[Begin TEXT EXCERPT]
Nelson continued to maintain a reputation as a conservative maverick as an independent MP, and in September 1999, called for the introduction of conscription for the long-term unemployed to supplement Australia's then-peacekeeping operation in East Timor. Although he had earlier supported proposals to legalise prostitution in the state, he voted against such moves by the Beattie government in December 1999, arguing that the laws would be impossible to enforce. He caused some controversy in May 2000 when, along with Dorothy Pratt, he was suspended from parliament for 28 days and threatened with expulsion for pouring a milk churn down the stairs of parliament during a protest against the deregulation of the dairy industry. This meant that Nelson had spent more days suspended from the house than any other MP in more than 25 years.
[End TEXT EXCERPT]
[Begin SUPPLIED ENTRIES]
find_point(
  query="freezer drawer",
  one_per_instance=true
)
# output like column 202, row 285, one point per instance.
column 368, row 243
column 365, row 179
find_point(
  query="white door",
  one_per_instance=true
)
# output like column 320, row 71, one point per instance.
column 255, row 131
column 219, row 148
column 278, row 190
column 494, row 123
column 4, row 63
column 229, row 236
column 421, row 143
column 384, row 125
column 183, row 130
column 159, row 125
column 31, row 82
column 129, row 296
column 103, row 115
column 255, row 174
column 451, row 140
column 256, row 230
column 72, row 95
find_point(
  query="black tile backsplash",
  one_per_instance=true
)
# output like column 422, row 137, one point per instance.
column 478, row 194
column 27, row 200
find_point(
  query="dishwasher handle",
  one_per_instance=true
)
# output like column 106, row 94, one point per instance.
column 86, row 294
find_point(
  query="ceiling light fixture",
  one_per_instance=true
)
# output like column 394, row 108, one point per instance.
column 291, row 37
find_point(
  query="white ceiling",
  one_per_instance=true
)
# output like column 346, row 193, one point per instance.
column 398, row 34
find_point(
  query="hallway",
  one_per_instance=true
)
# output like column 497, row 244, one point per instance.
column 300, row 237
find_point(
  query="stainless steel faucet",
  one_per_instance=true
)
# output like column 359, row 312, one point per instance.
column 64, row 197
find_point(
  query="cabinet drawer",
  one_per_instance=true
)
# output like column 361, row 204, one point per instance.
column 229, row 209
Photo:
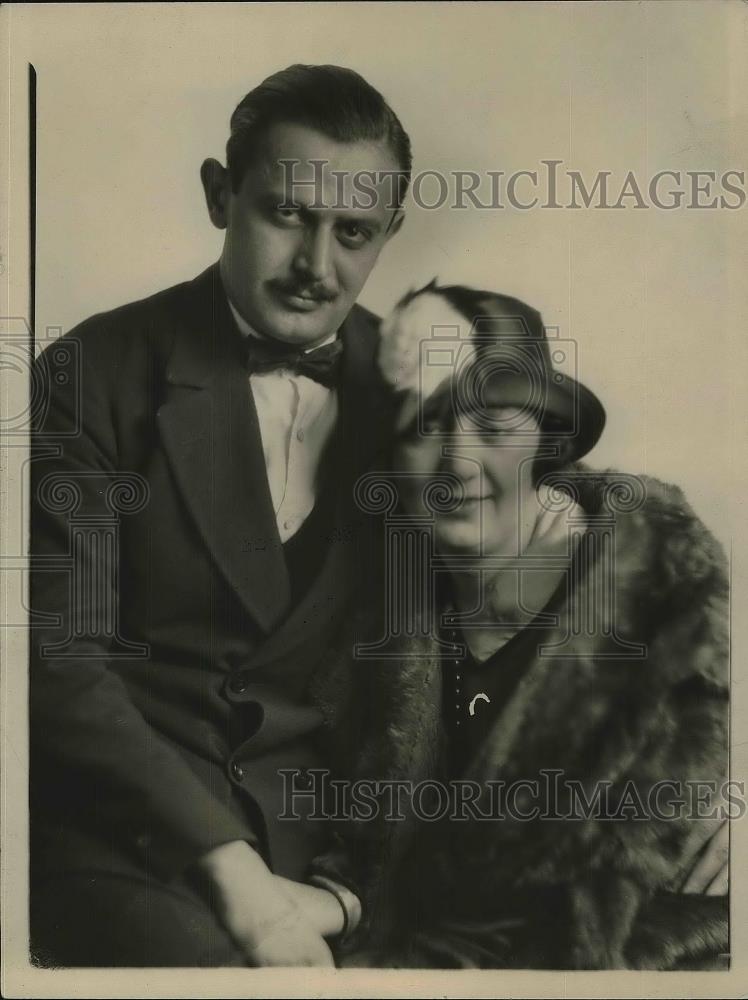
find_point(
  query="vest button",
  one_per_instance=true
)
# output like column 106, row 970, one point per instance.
column 239, row 682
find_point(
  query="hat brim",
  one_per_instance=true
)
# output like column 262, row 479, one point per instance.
column 560, row 404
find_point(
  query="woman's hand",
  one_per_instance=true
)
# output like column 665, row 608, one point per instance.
column 264, row 920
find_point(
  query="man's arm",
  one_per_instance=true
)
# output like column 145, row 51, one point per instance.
column 85, row 730
column 86, row 733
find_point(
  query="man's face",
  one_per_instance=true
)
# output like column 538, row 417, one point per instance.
column 294, row 274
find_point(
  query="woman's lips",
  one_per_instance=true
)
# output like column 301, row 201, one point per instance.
column 466, row 504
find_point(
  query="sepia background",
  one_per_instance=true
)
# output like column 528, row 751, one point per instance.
column 132, row 98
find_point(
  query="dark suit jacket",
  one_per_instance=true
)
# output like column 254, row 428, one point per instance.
column 169, row 668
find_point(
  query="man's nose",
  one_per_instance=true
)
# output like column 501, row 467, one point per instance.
column 314, row 256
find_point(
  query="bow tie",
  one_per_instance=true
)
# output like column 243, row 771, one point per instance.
column 322, row 364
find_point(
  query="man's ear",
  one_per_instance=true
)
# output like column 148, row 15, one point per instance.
column 216, row 185
column 395, row 223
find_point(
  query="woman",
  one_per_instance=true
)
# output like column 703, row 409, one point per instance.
column 566, row 678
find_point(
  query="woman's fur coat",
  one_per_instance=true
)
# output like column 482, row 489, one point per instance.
column 585, row 893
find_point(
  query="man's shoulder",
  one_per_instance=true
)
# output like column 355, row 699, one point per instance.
column 131, row 333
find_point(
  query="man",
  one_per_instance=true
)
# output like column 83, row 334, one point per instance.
column 196, row 546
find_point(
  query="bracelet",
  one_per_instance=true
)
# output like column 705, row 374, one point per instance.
column 349, row 902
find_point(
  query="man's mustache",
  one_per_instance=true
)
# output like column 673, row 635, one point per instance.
column 320, row 293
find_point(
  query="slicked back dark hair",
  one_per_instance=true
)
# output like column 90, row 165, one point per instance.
column 335, row 101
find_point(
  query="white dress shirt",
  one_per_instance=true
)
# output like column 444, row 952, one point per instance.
column 297, row 416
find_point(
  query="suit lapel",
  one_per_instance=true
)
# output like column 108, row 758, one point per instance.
column 211, row 436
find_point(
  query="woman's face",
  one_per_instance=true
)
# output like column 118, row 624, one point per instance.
column 487, row 459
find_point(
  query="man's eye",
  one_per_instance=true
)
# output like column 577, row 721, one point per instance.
column 353, row 235
column 288, row 214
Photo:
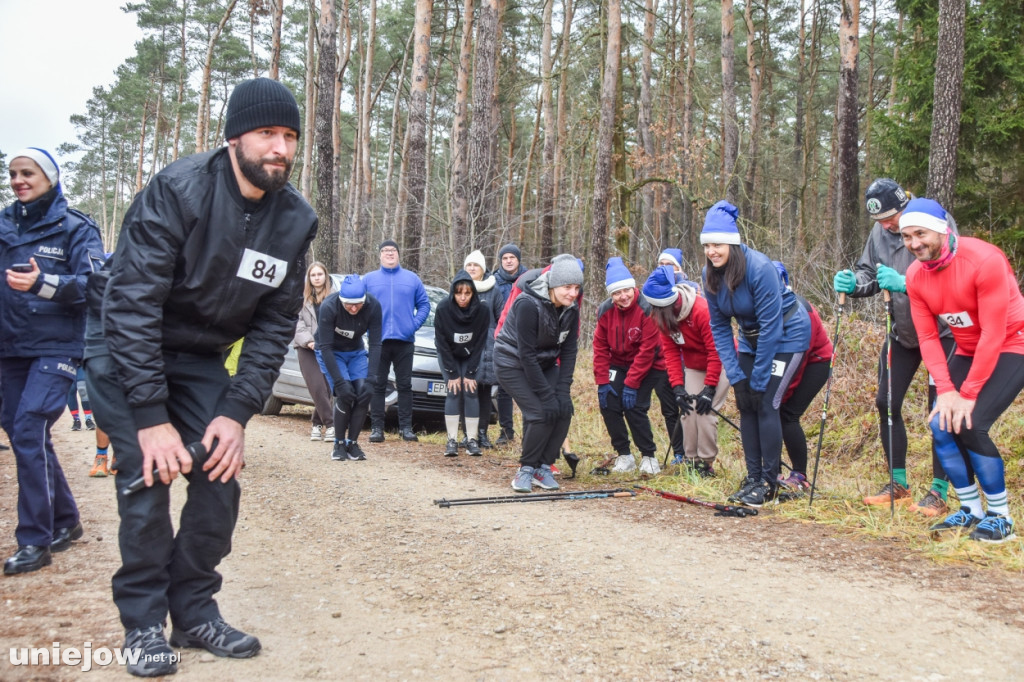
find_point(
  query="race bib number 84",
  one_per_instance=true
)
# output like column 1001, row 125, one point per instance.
column 262, row 268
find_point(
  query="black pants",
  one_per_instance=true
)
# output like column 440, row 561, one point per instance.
column 163, row 572
column 542, row 433
column 616, row 418
column 815, row 376
column 904, row 365
column 761, row 431
column 399, row 354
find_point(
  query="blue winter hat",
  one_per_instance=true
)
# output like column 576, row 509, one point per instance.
column 616, row 275
column 659, row 290
column 352, row 290
column 675, row 255
column 783, row 273
column 720, row 224
column 926, row 213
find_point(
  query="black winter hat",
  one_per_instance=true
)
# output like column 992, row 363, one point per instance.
column 258, row 102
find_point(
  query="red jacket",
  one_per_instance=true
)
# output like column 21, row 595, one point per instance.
column 692, row 346
column 626, row 338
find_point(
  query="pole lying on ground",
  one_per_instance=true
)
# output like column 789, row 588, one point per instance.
column 541, row 497
column 889, row 395
column 723, row 510
column 824, row 407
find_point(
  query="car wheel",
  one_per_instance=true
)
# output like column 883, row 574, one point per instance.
column 272, row 407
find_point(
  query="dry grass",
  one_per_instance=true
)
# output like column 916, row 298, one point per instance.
column 851, row 464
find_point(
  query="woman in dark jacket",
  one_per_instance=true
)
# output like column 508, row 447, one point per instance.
column 535, row 357
column 494, row 300
column 774, row 331
column 461, row 325
column 47, row 251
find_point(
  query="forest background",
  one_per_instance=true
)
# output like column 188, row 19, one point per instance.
column 598, row 128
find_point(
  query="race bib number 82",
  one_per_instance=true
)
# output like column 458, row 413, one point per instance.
column 262, row 268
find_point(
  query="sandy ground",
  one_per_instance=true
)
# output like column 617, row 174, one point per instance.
column 348, row 571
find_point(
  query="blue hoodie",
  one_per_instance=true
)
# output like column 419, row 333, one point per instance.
column 760, row 302
column 403, row 301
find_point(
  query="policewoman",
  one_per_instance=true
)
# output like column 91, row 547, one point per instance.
column 47, row 252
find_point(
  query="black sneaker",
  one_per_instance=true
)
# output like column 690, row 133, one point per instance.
column 156, row 657
column 218, row 638
column 743, row 489
column 355, row 453
column 760, row 495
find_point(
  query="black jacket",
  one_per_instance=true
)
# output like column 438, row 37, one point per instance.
column 340, row 331
column 536, row 335
column 198, row 267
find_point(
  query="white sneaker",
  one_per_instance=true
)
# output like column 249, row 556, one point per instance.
column 625, row 464
column 649, row 465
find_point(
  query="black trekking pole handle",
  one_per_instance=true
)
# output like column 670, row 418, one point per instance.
column 199, row 456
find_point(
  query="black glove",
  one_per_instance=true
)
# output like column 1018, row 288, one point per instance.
column 683, row 399
column 705, row 398
column 747, row 399
column 344, row 391
column 565, row 409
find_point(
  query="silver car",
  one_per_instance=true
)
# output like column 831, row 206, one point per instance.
column 428, row 386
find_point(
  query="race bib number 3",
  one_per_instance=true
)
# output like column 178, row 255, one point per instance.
column 262, row 268
column 961, row 320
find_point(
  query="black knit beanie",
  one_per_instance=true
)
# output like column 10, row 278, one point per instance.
column 259, row 102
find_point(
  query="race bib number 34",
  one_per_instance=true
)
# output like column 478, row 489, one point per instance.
column 262, row 268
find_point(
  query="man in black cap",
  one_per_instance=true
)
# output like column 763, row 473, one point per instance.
column 404, row 307
column 883, row 265
column 213, row 250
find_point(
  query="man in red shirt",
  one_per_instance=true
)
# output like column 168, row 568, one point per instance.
column 970, row 285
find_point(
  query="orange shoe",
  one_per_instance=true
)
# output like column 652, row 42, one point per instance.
column 931, row 505
column 901, row 497
column 99, row 469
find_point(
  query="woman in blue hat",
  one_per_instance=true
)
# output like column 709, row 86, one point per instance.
column 774, row 332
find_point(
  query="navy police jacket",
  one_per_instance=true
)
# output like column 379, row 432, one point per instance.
column 49, row 320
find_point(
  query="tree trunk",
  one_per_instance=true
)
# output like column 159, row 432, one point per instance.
column 460, row 135
column 602, row 171
column 417, row 177
column 848, row 222
column 324, row 134
column 275, row 23
column 948, row 94
column 482, row 128
column 203, row 117
column 730, row 129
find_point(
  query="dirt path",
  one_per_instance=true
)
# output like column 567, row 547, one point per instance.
column 346, row 570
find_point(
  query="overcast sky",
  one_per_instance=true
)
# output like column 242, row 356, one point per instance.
column 55, row 51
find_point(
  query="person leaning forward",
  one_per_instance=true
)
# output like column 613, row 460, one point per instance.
column 211, row 251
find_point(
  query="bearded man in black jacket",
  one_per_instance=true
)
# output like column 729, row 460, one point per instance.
column 213, row 250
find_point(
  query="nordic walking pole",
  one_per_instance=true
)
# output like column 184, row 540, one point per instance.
column 824, row 407
column 889, row 396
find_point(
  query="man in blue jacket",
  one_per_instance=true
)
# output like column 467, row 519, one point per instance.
column 404, row 307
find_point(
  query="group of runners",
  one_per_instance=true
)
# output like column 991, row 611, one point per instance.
column 214, row 250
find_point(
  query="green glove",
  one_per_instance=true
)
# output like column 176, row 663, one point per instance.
column 845, row 282
column 890, row 279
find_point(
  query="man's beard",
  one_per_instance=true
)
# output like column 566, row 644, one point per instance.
column 256, row 173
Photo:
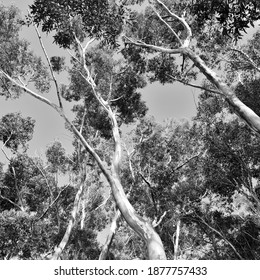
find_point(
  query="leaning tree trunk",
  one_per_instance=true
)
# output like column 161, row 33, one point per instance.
column 65, row 239
column 112, row 230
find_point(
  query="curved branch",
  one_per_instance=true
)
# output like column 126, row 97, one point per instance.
column 152, row 47
column 50, row 66
column 187, row 40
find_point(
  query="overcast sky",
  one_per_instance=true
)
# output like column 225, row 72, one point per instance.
column 163, row 101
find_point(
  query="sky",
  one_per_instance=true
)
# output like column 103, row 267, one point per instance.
column 168, row 101
column 163, row 101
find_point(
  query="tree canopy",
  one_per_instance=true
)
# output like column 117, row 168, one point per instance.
column 184, row 189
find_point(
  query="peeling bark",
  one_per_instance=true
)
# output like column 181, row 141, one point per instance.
column 112, row 230
column 176, row 245
column 65, row 239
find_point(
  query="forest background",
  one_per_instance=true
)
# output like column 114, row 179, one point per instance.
column 194, row 182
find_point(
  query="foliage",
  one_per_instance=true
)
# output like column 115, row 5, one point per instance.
column 99, row 19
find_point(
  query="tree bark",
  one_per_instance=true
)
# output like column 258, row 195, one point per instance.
column 176, row 245
column 112, row 230
column 65, row 239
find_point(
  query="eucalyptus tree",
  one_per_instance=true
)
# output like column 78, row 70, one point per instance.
column 104, row 90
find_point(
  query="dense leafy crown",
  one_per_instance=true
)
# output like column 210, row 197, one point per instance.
column 96, row 18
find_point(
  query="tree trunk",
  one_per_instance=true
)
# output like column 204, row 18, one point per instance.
column 176, row 245
column 112, row 230
column 65, row 239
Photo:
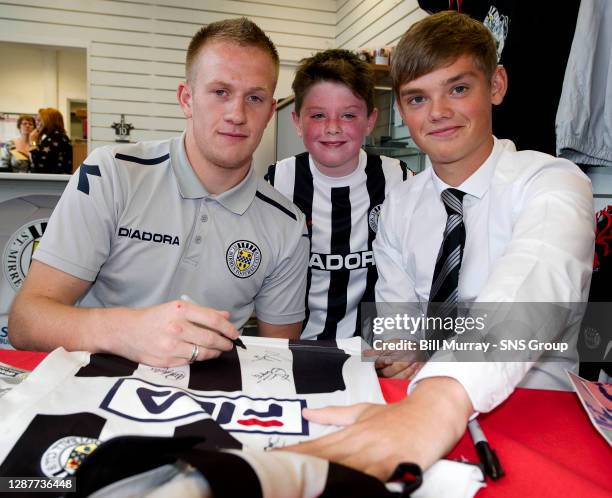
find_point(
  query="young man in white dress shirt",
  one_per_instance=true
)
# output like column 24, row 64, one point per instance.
column 142, row 224
column 529, row 227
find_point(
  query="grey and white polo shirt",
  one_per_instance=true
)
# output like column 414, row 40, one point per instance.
column 136, row 221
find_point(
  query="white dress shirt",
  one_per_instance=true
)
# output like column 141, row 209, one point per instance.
column 530, row 237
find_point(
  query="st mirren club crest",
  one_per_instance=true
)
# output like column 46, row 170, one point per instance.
column 18, row 251
column 243, row 258
column 66, row 455
column 373, row 217
column 122, row 130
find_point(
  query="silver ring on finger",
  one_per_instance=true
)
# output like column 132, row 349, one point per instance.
column 194, row 353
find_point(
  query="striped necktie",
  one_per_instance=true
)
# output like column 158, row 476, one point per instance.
column 445, row 282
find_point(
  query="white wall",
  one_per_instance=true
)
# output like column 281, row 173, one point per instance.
column 136, row 49
column 36, row 76
column 374, row 23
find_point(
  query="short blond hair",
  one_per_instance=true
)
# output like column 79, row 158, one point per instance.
column 437, row 41
column 241, row 31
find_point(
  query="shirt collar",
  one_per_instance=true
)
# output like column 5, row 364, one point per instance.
column 237, row 199
column 478, row 183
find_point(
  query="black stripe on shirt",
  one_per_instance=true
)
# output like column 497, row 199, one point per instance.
column 303, row 193
column 375, row 184
column 222, row 374
column 404, row 167
column 107, row 365
column 317, row 366
column 140, row 160
column 277, row 205
column 339, row 244
column 269, row 176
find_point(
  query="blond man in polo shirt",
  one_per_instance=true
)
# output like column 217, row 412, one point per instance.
column 142, row 224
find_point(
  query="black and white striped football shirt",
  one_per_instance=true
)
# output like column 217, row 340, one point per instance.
column 342, row 219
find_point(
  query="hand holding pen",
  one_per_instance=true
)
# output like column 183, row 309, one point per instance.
column 237, row 342
column 486, row 454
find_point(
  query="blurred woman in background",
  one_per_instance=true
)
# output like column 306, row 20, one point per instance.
column 50, row 147
column 15, row 155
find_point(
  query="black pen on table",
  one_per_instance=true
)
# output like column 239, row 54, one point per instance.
column 237, row 342
column 486, row 454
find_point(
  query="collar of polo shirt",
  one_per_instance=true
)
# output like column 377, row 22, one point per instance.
column 477, row 184
column 237, row 199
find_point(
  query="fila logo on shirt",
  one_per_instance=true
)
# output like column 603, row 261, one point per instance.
column 142, row 401
column 352, row 261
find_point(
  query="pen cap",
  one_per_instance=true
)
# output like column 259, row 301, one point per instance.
column 489, row 459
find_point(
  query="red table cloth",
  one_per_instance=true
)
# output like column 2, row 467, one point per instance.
column 544, row 440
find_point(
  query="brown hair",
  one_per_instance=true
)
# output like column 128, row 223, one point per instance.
column 335, row 65
column 25, row 117
column 52, row 120
column 437, row 41
column 241, row 31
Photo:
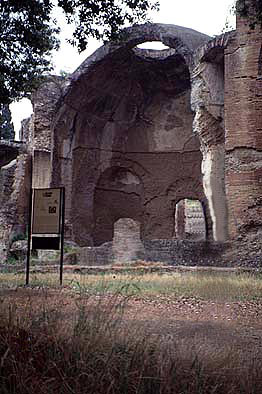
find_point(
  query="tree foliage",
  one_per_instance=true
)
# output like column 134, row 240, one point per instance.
[End SUPPLIED ENTRIES]
TASKS FOR THIS EXERCISE
1) Which month-and-year dates appear in the passage on Nelson's time as an independent MP?
2) Resume the passage on Nelson's time as an independent MP, starting after its final sentence.
The items above were drawn from a different source than the passage on Nelson's time as an independent MP.

TASK-BY-TASK RESULTS
1) September 1999, December 1999, May 2000

2)
Nelson recontested his seat as an independent at the 2001 state election, and faced a three-way battle with National Party candidate and local councillor Joe Moro and endorsed One Nation candidate Rosa Lee Long, the president of the party's Tablelands branch and a former Nelson campaign worker. The contest was widely viewed as being too close to call during the campaign, and a poll by the Cairns Post in the last week of the campaign showed the vote almost even between the three conservative candidates and Labor candidate Arthur Yates. He subsequently won only 15 percent of the vote, finishing fourth overall behind the One Nation, Labor and National candidates, with One Nation candidate Long the victor. In his concession speech, he controversially declared that he was "horrified to be a Tablelander at this moment." He has largely remained out of public life since his election defeat, and has not run for any other public office.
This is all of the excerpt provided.